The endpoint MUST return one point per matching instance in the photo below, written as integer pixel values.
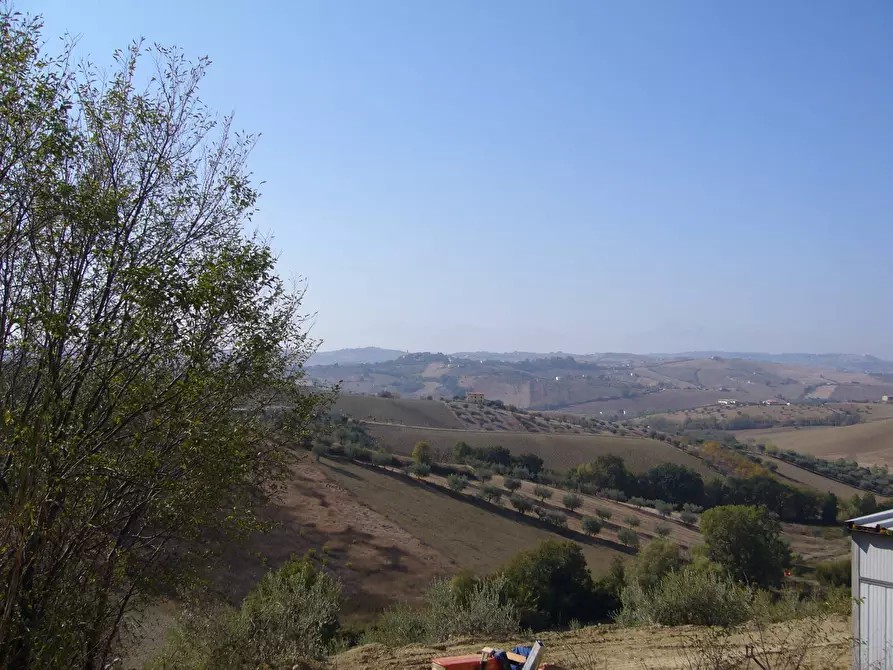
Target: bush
(628, 537)
(687, 597)
(551, 584)
(521, 503)
(289, 617)
(838, 573)
(457, 483)
(491, 493)
(511, 484)
(542, 492)
(572, 501)
(420, 470)
(452, 609)
(591, 526)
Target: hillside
(868, 443)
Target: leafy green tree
(542, 492)
(421, 453)
(657, 559)
(457, 483)
(511, 484)
(628, 537)
(147, 344)
(551, 583)
(571, 501)
(746, 541)
(521, 503)
(591, 525)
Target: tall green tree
(747, 542)
(144, 341)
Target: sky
(576, 175)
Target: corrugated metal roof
(876, 521)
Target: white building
(872, 543)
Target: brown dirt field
(431, 413)
(867, 443)
(598, 647)
(469, 535)
(559, 452)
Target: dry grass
(559, 452)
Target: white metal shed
(872, 544)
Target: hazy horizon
(575, 176)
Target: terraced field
(559, 452)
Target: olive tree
(147, 344)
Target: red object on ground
(470, 662)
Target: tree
(571, 501)
(511, 484)
(521, 503)
(591, 526)
(421, 453)
(628, 537)
(542, 492)
(147, 345)
(657, 559)
(746, 541)
(457, 483)
(551, 583)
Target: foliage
(421, 453)
(591, 525)
(747, 542)
(452, 609)
(290, 616)
(542, 492)
(511, 484)
(457, 483)
(628, 537)
(571, 501)
(147, 344)
(551, 584)
(686, 597)
(521, 503)
(657, 559)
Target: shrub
(662, 530)
(542, 492)
(521, 503)
(591, 526)
(551, 584)
(687, 597)
(452, 609)
(572, 501)
(628, 537)
(457, 483)
(491, 493)
(290, 616)
(511, 484)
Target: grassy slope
(558, 451)
(868, 443)
(464, 533)
(431, 413)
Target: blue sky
(580, 175)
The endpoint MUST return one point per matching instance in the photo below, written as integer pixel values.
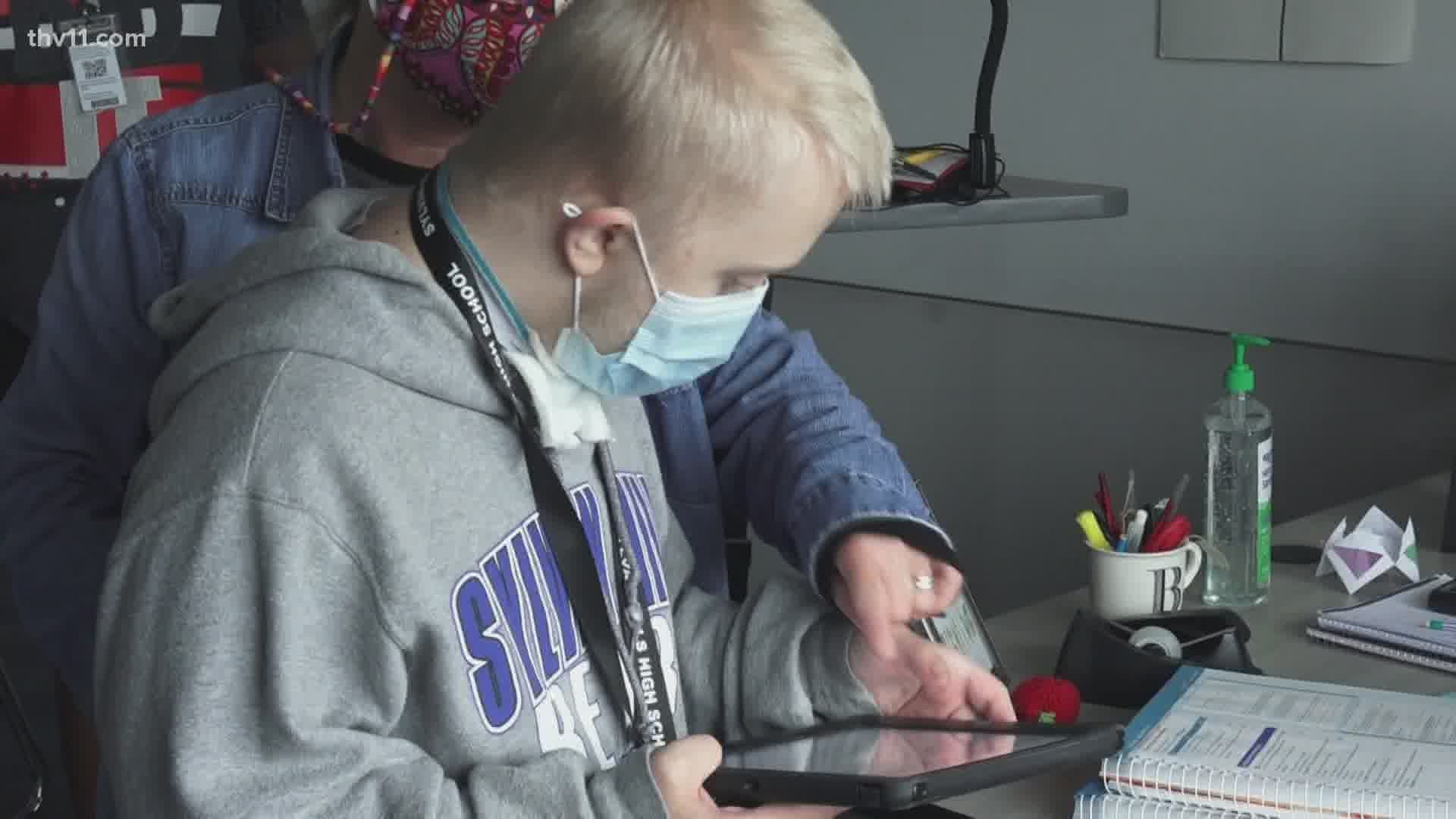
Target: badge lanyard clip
(93, 44)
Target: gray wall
(1305, 203)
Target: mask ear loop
(573, 210)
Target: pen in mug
(1134, 531)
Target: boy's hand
(929, 681)
(682, 767)
(875, 586)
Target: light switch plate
(1373, 33)
(1219, 30)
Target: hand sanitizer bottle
(1239, 485)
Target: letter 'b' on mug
(1128, 585)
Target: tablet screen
(883, 752)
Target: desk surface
(1025, 200)
(1028, 640)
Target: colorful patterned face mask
(465, 52)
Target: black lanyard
(558, 516)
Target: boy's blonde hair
(680, 99)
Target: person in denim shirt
(772, 436)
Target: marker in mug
(1092, 531)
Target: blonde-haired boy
(335, 591)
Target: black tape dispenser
(1125, 662)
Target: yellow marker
(921, 156)
(1094, 534)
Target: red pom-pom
(1047, 700)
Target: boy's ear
(593, 237)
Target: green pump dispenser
(1239, 378)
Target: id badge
(92, 46)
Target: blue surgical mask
(680, 338)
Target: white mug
(1128, 585)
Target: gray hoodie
(331, 595)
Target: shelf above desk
(1028, 200)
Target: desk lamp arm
(982, 168)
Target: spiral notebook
(1392, 627)
(1094, 802)
(1285, 748)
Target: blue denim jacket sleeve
(801, 458)
(73, 423)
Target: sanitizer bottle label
(1263, 545)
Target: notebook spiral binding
(1194, 786)
(1114, 806)
(1381, 635)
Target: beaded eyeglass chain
(395, 36)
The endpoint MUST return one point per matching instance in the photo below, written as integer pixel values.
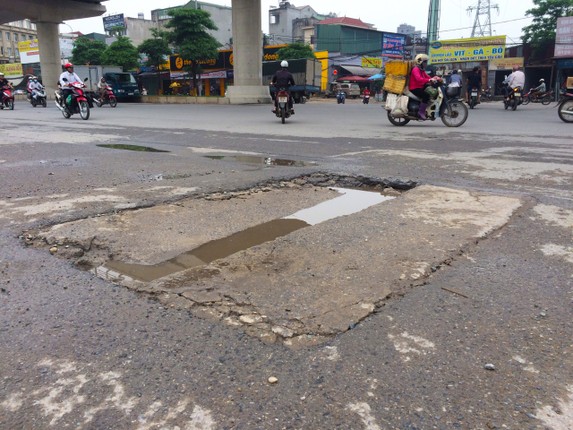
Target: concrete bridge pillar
(50, 61)
(247, 54)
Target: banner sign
(393, 45)
(11, 69)
(465, 50)
(29, 51)
(113, 21)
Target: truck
(123, 84)
(306, 72)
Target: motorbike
(565, 107)
(513, 99)
(452, 111)
(536, 97)
(38, 98)
(108, 98)
(7, 98)
(76, 102)
(282, 109)
(473, 101)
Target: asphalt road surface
(449, 308)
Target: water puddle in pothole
(262, 161)
(348, 203)
(130, 147)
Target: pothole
(262, 161)
(284, 260)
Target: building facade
(10, 35)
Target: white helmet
(420, 58)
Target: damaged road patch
(298, 288)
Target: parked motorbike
(565, 107)
(513, 99)
(7, 98)
(108, 98)
(38, 98)
(76, 102)
(473, 101)
(450, 109)
(282, 109)
(536, 97)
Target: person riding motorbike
(514, 80)
(70, 77)
(419, 80)
(284, 79)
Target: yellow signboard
(372, 62)
(11, 69)
(470, 49)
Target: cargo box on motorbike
(397, 73)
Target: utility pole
(483, 8)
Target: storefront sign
(564, 37)
(464, 50)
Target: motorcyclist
(70, 77)
(419, 80)
(514, 80)
(284, 79)
(102, 86)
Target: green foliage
(189, 36)
(545, 14)
(121, 53)
(87, 51)
(156, 49)
(294, 51)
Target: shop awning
(360, 71)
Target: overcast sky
(455, 19)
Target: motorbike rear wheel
(565, 110)
(84, 110)
(455, 114)
(399, 122)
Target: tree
(121, 53)
(295, 51)
(88, 51)
(545, 14)
(156, 49)
(190, 38)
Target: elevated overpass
(47, 15)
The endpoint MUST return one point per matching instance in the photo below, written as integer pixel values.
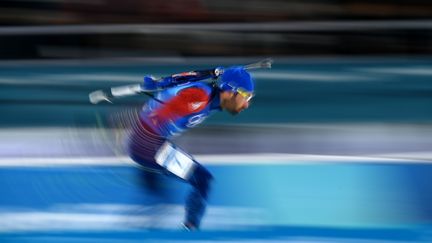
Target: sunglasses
(245, 94)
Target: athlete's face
(234, 103)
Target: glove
(218, 71)
(150, 83)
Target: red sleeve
(186, 102)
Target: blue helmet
(234, 78)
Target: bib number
(175, 160)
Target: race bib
(175, 160)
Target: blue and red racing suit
(184, 105)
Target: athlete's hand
(218, 71)
(150, 83)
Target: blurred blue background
(335, 147)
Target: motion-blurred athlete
(178, 108)
(179, 102)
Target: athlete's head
(237, 89)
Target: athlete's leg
(196, 201)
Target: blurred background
(335, 147)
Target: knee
(201, 179)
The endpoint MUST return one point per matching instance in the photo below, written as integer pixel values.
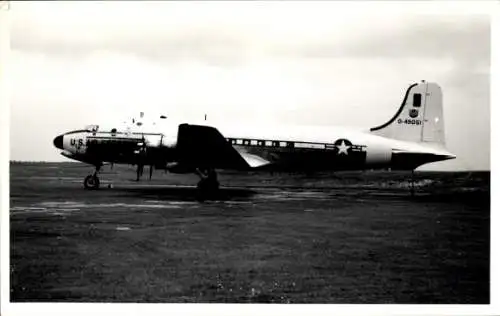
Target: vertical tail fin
(419, 118)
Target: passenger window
(417, 99)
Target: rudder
(419, 118)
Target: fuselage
(272, 147)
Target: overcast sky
(294, 63)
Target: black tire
(91, 182)
(207, 188)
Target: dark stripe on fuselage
(397, 113)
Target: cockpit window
(92, 128)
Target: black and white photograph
(260, 153)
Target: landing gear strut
(412, 181)
(208, 186)
(91, 181)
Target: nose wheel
(91, 181)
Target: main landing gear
(208, 186)
(91, 181)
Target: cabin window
(417, 99)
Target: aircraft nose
(58, 142)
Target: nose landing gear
(91, 181)
(208, 186)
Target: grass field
(328, 238)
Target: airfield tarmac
(344, 238)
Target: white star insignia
(343, 148)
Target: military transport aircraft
(412, 137)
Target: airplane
(414, 136)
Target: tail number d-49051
(410, 121)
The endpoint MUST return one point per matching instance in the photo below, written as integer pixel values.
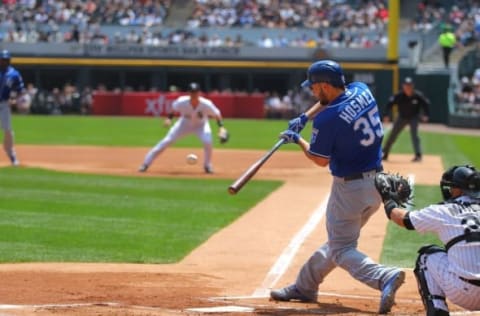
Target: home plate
(222, 309)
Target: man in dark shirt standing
(409, 103)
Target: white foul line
(284, 260)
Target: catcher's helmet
(465, 178)
(325, 71)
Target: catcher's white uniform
(192, 120)
(454, 274)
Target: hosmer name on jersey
(356, 106)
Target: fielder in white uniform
(11, 87)
(194, 112)
(451, 272)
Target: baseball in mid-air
(192, 159)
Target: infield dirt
(224, 271)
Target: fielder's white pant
(442, 282)
(181, 128)
(6, 124)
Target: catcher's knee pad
(419, 271)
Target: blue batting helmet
(465, 177)
(5, 54)
(325, 71)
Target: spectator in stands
(412, 107)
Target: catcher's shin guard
(419, 271)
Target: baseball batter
(346, 135)
(452, 271)
(10, 81)
(194, 112)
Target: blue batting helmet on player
(465, 177)
(325, 71)
(5, 54)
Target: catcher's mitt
(223, 135)
(393, 187)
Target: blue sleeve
(323, 135)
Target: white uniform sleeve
(429, 219)
(210, 108)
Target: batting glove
(298, 124)
(290, 136)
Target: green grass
(454, 149)
(137, 131)
(401, 245)
(56, 216)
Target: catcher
(453, 271)
(194, 112)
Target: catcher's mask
(327, 71)
(465, 178)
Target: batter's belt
(363, 175)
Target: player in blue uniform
(10, 81)
(347, 135)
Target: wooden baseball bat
(247, 175)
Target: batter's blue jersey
(10, 80)
(349, 132)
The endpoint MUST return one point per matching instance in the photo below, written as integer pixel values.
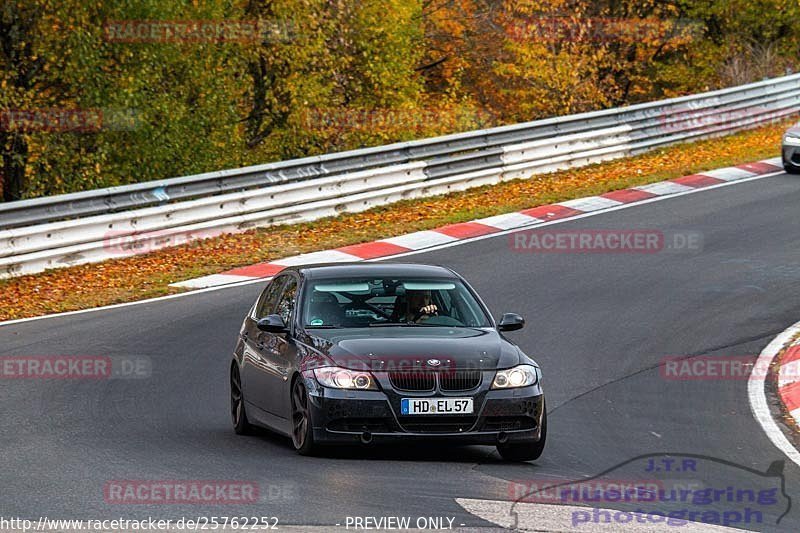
• • • • • • •
# Exercise prompt
Pick out each line of the material above that contains the word "metal".

# Task response
Target: corrugated metal roof
Target: white metal shed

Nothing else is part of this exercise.